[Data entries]
────

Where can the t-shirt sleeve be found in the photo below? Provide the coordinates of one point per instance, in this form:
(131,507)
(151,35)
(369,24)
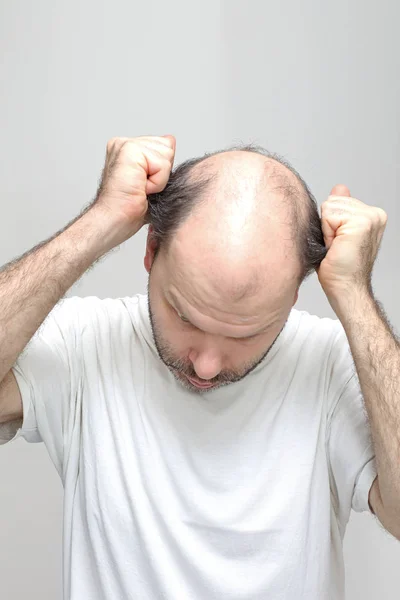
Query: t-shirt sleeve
(48,373)
(349,443)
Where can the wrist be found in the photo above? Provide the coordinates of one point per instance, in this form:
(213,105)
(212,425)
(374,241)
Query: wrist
(101,230)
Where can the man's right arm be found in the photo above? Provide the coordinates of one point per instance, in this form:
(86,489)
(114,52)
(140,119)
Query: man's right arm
(32,285)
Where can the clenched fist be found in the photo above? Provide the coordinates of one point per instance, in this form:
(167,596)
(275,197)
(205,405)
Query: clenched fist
(134,168)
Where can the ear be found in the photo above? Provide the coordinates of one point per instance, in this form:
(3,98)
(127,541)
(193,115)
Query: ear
(151,247)
(296,296)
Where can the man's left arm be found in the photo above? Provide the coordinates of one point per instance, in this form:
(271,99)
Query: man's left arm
(353,232)
(376,353)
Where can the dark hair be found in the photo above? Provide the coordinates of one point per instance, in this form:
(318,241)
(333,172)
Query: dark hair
(168,209)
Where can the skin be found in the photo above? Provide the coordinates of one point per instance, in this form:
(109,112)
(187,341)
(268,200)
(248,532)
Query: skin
(237,293)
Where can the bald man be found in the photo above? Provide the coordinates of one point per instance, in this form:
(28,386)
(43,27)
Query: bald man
(210,438)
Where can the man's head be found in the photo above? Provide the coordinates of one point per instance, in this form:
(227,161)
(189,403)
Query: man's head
(231,238)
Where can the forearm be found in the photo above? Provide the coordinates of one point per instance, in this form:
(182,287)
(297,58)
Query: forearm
(33,284)
(376,353)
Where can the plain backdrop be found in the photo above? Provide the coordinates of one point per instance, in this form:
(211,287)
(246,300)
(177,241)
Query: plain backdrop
(314,81)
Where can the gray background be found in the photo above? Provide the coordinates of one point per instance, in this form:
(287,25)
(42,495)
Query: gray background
(315,81)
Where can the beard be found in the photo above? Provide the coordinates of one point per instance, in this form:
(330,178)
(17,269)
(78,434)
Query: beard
(181,369)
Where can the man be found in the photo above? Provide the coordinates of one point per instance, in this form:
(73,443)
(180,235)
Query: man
(210,438)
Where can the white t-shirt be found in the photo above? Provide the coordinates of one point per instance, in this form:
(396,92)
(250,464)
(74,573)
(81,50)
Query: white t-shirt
(243,493)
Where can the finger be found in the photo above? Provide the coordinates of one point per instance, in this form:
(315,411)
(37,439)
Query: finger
(340,190)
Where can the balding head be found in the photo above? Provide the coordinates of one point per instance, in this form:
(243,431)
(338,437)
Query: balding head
(231,237)
(240,232)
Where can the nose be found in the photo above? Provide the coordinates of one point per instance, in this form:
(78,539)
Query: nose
(207,363)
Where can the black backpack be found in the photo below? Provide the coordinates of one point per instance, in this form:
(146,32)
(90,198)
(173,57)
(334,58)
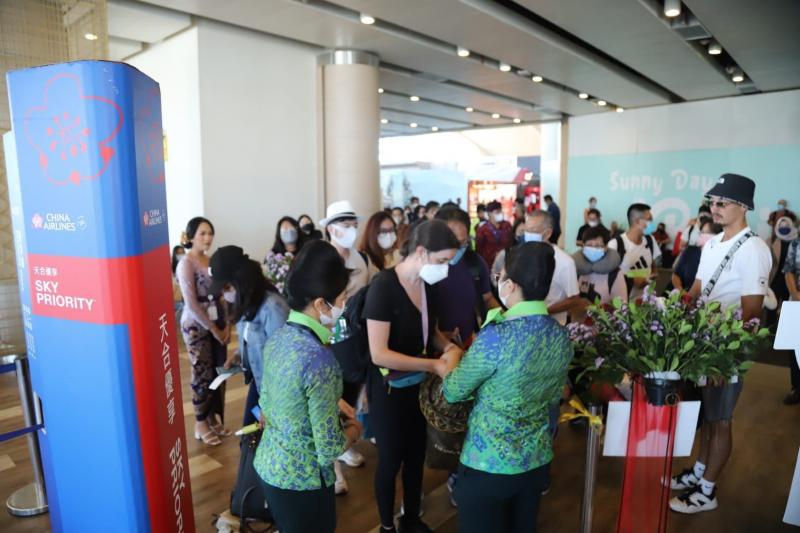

────

▶ _Work to complete_
Look over the entries for "below", then copy every line that includes that string.

▶ _Written response_
Where can the t-shirt sleeve be found in the photo below? Provide the coordinates of one point per instance, in this form:
Where can the black backpack be found in the photo below? Provide the coordinates of one point per instance, in this form:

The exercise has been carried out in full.